• **位置ラベル付けデータの抜粋**
::::

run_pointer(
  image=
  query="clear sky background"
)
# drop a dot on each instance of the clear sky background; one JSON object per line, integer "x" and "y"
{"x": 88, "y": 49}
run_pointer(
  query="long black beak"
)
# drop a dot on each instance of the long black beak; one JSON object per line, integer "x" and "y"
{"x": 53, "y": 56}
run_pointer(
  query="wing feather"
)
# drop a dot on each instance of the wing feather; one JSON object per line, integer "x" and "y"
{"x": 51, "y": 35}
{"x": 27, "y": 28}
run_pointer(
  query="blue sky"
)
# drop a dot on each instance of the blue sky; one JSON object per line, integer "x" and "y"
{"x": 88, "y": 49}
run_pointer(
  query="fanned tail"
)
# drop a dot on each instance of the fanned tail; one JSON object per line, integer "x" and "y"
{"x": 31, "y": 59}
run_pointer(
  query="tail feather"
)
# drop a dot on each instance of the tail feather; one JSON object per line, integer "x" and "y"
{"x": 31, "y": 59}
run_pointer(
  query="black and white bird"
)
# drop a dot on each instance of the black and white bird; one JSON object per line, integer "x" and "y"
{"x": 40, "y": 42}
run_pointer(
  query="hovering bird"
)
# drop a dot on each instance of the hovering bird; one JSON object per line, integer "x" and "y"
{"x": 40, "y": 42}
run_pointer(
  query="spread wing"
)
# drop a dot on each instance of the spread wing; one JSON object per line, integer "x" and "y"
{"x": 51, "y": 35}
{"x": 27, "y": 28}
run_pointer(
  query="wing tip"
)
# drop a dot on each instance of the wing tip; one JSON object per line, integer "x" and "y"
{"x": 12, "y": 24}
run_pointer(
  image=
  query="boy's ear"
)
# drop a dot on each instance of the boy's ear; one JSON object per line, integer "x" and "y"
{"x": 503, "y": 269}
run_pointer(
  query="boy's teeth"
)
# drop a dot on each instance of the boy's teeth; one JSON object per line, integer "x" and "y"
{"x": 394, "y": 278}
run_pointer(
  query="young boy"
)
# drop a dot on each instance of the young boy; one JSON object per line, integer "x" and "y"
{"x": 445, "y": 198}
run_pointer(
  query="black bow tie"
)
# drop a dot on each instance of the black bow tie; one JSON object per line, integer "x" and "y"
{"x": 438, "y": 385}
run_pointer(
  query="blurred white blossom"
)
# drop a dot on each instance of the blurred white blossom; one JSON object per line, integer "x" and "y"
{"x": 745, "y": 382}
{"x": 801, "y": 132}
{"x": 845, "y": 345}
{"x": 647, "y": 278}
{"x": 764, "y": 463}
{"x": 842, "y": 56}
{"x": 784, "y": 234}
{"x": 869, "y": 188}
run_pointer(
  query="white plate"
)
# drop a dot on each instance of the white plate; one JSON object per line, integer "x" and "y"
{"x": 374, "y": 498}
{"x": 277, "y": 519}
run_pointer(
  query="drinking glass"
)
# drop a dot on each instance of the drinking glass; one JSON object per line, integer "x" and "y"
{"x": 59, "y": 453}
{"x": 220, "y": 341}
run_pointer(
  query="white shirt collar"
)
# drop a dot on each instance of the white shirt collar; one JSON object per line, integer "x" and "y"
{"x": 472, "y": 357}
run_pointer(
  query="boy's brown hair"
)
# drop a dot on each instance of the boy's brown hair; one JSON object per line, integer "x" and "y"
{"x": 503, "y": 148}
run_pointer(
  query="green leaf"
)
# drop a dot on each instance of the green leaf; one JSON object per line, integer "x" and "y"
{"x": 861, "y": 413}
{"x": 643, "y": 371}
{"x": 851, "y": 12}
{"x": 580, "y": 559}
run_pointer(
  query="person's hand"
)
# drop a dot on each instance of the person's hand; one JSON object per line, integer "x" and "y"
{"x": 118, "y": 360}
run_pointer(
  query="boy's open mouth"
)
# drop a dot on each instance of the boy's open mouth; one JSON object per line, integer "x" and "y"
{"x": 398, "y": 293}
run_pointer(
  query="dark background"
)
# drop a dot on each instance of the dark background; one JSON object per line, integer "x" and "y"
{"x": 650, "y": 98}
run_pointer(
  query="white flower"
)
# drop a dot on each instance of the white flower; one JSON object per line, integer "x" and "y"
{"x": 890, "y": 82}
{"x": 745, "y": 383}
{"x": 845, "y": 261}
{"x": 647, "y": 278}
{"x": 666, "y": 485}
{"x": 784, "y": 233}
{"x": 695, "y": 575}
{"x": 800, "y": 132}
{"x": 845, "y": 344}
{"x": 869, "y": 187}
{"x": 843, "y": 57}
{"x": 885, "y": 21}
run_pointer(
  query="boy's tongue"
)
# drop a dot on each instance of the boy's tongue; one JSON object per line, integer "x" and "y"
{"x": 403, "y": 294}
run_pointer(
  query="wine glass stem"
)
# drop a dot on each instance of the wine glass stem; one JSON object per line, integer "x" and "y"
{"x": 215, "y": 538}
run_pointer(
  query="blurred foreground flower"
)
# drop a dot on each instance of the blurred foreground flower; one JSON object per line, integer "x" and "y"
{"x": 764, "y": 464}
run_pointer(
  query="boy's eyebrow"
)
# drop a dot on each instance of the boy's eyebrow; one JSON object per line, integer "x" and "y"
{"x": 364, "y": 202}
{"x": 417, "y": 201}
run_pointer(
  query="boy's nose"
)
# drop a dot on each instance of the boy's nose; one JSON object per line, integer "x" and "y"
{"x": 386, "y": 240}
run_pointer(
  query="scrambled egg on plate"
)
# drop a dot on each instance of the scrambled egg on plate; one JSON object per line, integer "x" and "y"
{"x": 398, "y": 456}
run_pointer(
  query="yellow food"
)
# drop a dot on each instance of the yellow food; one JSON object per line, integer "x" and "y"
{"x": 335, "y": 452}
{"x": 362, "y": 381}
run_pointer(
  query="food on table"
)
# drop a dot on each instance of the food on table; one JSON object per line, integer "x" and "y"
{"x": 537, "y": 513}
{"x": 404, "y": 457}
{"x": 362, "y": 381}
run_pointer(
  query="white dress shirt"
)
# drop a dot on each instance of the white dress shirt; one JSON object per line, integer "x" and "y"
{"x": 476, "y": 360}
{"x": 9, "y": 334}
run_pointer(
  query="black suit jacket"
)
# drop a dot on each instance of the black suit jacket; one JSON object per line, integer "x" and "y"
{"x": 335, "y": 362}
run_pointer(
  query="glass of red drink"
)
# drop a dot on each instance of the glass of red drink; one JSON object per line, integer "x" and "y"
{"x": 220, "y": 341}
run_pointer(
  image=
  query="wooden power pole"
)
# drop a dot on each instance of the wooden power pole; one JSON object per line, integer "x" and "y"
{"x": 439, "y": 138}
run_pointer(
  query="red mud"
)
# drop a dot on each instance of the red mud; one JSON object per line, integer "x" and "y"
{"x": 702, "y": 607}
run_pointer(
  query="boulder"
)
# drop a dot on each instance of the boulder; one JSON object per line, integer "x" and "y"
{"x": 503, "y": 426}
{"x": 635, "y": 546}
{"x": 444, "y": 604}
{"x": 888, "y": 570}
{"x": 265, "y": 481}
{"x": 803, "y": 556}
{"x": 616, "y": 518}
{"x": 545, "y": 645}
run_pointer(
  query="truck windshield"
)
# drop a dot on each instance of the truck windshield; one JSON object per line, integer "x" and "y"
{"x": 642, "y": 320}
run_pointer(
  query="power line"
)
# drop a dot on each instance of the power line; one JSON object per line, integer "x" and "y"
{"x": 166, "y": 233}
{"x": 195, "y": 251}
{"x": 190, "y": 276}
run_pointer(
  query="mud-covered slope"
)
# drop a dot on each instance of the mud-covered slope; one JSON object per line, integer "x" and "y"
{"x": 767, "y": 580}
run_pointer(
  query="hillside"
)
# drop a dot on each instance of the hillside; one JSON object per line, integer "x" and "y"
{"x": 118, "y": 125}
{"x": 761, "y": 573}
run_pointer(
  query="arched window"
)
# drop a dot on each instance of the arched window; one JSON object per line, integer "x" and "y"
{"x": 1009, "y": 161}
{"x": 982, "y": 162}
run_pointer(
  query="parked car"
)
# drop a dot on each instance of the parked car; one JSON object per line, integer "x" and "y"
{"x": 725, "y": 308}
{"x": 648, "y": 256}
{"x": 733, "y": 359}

::::

• **問題**
上のデータで、文字列「teeth」を含む行の数を数え、その数だけを答えなさい。大文字と小文字は区別すること。

• **解答**
2